Task details – Pull out each line of the records that contains the string "query". Case counts.

Supplied data –
--

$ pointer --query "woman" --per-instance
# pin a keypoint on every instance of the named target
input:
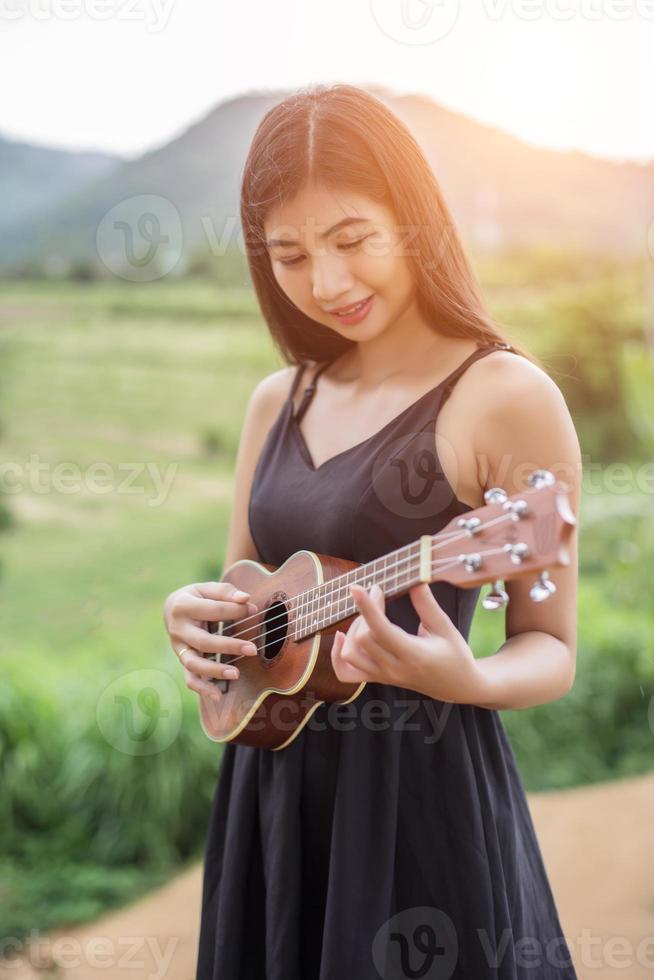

--

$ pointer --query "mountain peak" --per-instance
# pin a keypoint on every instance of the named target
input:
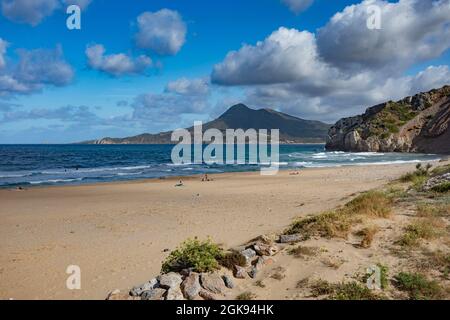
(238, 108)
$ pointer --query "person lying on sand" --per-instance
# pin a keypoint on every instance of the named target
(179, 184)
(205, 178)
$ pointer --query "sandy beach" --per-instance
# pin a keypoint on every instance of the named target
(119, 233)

--

Finished exercise –
$ pointer --query "woman" --per-instance
$ pointer --query "mountain peak" --per-instance
$ pointer --query "person lying on sand" --per-instance
$ pointer --query "sandy beach" --per-instance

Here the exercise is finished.